_Excerpted passage_
──────────────────────────────
Ever since a United Nations Agency included Igbo Language as part of the endangered languages of the world, many Igbos are rallying together to stem a demise of Igbo Language and Culture. This week there is an international festival going on in Baltimore Maryland dedicated to one issue-The preservation of Igbo Language and Culture. Igbo language schools, programs or workshops are springing up in many places outside Igboland including Accra Ghana, South Africa, Finland, Ontario Canada, Saskatchewan Canada, Tokyo Japan, Asia, Australia, Baltimore Maryland, Detroit Michigan, Boston Massachusetts and many others. Here in this installment, ABW spoke to Mazi Ben Aduba, the Headmaster of Igbo Language School of New England. Enjoy this informative interview !
ABW: Mazi Aduba welcome to ABW VIP interview series. We are glad you have taken out some time to talk to ABW about your Igbo School program in Boston
Aduba Thank you very, very much for inviting me. I am glad to do it.
ABW: Please can you tell us what type of Igbo School program you have in Boston?
Aduba: Our school goes by the name of Igbo Language School of New England because it is owned and operated by Igbo Organization of New England (IONE). Even though the name implies Igbo language, we are trying to teach the language in context of Igbo culture because a language is an embodiment of the believes and lives of a people. We teach Igbo history, culture, religious beliefs, ceremonies, etc.
ABW: What is your position in your School?
──────────────────────────────
_Pointing and labeling entries_

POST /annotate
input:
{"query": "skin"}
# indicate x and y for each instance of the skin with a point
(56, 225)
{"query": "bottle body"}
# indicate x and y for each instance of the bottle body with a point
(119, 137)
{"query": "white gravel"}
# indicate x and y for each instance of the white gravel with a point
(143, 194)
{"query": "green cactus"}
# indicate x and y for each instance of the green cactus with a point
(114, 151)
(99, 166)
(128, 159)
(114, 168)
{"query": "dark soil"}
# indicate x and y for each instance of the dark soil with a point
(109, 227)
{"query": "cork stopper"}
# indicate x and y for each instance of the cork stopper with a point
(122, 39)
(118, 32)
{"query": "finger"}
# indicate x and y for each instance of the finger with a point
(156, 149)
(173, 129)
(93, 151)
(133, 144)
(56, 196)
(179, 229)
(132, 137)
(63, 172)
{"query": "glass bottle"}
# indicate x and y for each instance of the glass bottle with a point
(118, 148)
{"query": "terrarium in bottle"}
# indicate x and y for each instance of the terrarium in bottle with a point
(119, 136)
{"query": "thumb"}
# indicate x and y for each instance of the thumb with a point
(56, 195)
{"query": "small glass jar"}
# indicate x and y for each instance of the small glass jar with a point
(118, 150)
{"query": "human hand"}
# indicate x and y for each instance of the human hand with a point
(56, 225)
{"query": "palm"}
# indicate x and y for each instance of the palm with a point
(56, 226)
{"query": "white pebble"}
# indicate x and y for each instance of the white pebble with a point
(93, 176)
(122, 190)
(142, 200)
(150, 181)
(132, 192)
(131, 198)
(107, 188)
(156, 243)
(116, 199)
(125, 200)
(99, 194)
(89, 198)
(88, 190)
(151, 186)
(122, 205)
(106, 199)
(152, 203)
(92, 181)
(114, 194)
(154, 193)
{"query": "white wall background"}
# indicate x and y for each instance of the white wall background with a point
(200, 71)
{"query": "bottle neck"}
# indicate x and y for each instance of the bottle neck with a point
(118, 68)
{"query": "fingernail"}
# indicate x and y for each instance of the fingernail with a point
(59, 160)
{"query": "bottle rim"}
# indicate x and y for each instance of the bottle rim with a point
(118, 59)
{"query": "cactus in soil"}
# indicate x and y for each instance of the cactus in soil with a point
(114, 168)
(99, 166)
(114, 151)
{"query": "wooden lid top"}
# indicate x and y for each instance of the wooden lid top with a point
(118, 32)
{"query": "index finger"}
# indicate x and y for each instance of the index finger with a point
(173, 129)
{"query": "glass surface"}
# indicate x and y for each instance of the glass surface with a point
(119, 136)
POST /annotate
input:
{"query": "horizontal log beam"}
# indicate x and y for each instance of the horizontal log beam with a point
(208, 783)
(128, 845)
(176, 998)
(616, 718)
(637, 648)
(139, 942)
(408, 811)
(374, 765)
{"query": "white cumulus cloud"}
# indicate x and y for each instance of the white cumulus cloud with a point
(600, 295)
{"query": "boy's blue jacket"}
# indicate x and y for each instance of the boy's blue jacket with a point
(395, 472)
──────────────────────────────
_Tasks and exercises_
**a.** Answer these questions using the Igbo language school interview:
(i) In which city is the international festival on preserving Igbo language and culture taking place?
(ii) What position does Mazi Ben Aduba hold?
(iii) Which organization owns and operates the Igbo Language School of New England?
**b.** Transcribe the part of the Igbo language school interview between "ABW: Mazi Aduba" and "glad to do it.", inclusive.

_The answers_
**a.**
(i) Baltimore, Maryland
(ii) Headmaster of the Igbo Language School of New England
(iii) The Igbo Organization of New England (IONE)

**b.**
ABW: Mazi Aduba welcome to ABW VIP interview series. We are glad you have taken out some time to talk to ABW about your Igbo School program in Boston
Aduba Thank you very, very much for inviting me. I am glad to do it.